▸ JOBS:
[1] Swap every "Brexiters" for "Leave campaigners" in the Brexit rebuttal. Begin at the words "EU immigration policies" and stop after "be even harder.".
[2] Answer these questions from the Brexit rebuttal:
(a) What has created refugees?
(b) What reason does it give for the EU's failure to solve the refugee crisis?
(c) How many countries does it mention, each pursuing their own interests?
[3] List the three groups that, according to the Brexit rebuttal, Brexiters always mix up.

▸ DOCUMENT SECTION:
************
EU immigration policies have encouraged people traffickers and brought desperate refugee camps to our borders.
This is one of the worst deliberate confusions spread by Brexiters. They always mix up migrant workers within the EU, immigrants from outside the EU and refugees. War in the Middle East and North Africa has created refugees. Restrictions on migration, much favoured by most Brexiters, are the cause of people traffickers who prosper by overcoming those restrictions. It is true that the EU has failed to solve the refugee crisis. Why ? Because the action required needs unanimity and is not subject to majority voting. This would be exactly the same if the EU did not exist. Indeed without the decades of co-operation and compromise within the EU, finding a solution would be even harder.
Far from providing security in an uncertain world, the EU’s policies have become a source of instability and insecurity.
So, does he really believe that 28 countries each pursuing their own interests without the peaceful method of reconciling those interests provided by the EU would have done better ? The history of Europe suggests not. Thanks to the EU we have had the longest period of peace within its boundaries since the Antonine emperors of the 2nd century.
************
(Point annotation dataset entries)

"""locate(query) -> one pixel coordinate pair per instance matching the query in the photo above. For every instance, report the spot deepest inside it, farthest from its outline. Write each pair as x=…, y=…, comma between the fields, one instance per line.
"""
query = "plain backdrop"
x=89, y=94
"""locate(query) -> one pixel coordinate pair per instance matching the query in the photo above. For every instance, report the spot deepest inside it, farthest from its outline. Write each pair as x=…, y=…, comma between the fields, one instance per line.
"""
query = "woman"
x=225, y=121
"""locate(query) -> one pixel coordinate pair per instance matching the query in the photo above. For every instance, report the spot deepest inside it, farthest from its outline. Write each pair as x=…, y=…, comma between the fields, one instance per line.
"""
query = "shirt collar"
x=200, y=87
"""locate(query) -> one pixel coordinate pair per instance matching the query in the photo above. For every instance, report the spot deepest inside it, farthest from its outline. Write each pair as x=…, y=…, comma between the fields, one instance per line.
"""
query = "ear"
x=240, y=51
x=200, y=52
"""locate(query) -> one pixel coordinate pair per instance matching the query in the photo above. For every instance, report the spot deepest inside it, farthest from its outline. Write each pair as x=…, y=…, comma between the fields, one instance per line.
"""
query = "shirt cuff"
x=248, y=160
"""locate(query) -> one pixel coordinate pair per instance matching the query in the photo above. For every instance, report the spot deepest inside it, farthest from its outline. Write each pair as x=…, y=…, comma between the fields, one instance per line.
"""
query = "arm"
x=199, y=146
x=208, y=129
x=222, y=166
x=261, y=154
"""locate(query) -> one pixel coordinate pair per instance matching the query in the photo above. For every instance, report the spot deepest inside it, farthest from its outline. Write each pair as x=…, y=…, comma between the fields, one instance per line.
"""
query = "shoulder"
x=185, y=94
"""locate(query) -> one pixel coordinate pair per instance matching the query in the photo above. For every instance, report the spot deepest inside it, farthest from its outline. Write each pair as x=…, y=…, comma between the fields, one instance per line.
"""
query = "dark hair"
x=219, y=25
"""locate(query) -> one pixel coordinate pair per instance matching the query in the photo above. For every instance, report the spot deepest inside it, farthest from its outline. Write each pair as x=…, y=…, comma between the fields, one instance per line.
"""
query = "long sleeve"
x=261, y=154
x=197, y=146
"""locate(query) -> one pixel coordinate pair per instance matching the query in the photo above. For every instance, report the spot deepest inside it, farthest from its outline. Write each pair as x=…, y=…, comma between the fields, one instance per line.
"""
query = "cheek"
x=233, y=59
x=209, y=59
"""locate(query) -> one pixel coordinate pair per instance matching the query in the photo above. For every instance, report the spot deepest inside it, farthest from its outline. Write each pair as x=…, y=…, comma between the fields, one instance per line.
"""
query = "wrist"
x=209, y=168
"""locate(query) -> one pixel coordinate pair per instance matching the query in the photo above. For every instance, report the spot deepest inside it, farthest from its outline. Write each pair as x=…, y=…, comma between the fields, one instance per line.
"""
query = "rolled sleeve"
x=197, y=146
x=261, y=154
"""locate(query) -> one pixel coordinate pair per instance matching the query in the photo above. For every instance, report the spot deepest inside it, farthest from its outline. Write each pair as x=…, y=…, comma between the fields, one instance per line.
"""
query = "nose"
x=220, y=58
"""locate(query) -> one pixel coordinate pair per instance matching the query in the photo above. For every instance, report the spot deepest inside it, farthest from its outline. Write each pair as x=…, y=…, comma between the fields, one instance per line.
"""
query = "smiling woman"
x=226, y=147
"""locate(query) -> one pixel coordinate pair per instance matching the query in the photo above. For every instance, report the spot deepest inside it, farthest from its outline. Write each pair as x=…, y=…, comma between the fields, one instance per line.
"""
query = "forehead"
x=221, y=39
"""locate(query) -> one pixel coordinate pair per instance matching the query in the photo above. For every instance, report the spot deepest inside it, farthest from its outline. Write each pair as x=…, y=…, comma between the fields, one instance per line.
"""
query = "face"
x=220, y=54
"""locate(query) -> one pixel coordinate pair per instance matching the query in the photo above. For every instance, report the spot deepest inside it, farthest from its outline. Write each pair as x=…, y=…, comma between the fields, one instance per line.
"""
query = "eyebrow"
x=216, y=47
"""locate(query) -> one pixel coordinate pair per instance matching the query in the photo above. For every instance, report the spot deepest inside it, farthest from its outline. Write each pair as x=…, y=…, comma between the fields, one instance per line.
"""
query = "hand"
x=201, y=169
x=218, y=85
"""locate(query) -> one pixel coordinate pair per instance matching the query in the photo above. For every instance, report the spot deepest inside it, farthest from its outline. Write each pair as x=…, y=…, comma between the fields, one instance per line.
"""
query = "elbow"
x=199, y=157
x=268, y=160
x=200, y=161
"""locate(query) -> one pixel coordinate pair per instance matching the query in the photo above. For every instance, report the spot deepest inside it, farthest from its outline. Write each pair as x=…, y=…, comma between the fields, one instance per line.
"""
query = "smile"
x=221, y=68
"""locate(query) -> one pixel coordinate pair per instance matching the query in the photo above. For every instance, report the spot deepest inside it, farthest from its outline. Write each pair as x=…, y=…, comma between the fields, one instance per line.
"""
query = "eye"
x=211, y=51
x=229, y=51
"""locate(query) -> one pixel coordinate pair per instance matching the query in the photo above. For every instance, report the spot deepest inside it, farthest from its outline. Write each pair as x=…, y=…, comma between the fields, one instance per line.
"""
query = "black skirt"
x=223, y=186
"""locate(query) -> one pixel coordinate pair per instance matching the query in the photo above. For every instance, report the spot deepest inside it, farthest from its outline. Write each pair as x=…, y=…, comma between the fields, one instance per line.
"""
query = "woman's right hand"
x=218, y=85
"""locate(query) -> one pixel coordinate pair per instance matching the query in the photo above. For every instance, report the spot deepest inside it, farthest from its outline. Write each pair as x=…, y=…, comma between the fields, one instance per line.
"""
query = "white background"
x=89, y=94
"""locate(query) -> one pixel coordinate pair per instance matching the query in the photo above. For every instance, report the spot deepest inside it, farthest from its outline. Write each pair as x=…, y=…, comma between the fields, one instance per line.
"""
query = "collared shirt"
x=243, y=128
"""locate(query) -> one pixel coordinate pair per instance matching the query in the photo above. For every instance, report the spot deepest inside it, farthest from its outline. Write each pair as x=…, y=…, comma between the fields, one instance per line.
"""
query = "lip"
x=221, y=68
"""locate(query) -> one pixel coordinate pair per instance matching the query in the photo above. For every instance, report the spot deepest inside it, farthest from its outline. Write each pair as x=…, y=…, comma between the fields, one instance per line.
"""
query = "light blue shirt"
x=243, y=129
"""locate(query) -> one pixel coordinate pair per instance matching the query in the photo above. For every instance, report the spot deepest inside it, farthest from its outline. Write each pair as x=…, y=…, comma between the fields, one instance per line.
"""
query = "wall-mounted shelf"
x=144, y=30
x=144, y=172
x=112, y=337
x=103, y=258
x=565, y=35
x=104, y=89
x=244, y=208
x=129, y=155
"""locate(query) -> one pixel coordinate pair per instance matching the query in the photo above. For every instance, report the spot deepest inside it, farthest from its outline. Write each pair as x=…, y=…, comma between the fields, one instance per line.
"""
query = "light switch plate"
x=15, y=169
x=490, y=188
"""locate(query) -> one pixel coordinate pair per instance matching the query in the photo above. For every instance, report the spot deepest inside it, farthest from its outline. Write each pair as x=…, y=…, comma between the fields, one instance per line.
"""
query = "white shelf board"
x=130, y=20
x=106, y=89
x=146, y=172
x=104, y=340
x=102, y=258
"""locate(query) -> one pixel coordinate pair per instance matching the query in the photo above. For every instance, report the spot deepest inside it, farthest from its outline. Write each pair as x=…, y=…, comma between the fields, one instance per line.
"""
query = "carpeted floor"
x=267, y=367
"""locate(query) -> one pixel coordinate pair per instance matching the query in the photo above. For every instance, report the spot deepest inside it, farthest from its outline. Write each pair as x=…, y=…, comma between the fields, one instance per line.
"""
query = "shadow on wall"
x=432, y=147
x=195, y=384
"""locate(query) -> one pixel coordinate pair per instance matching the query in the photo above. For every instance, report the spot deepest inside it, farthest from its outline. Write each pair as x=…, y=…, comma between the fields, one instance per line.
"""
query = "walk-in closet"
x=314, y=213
************
▸ TASK-BY-TASK ANSWERS:
[1]
EU immigration policies have encouraged people traffickers and brought desperate refugee camps to our borders.
This is one of the worst deliberate confusions spread by Leave campaigners. They always mix up migrant workers within the EU, immigrants from outside the EU and refugees. War in the Middle East and North Africa has created refugees. Restrictions on migration, much favoured by most Leave campaigners, are the cause of people traffickers who prosper by overcoming those restrictions. It is true that the EU has failed to solve the refugee crisis. Why ? Because the action required needs unanimity and is not subject to majority voting. This would be exactly the same if the EU did not exist. Indeed without the decades of co-operation and compromise within the EU, finding a solution would be even harder.

[2]
(a) War in the Middle East and North Africa.
(b) The action required needs unanimity and is not subject to majority voting.
(c) 28.

[3]
- Migrant workers within the EU
- Immigrants from outside the EU
- Refugees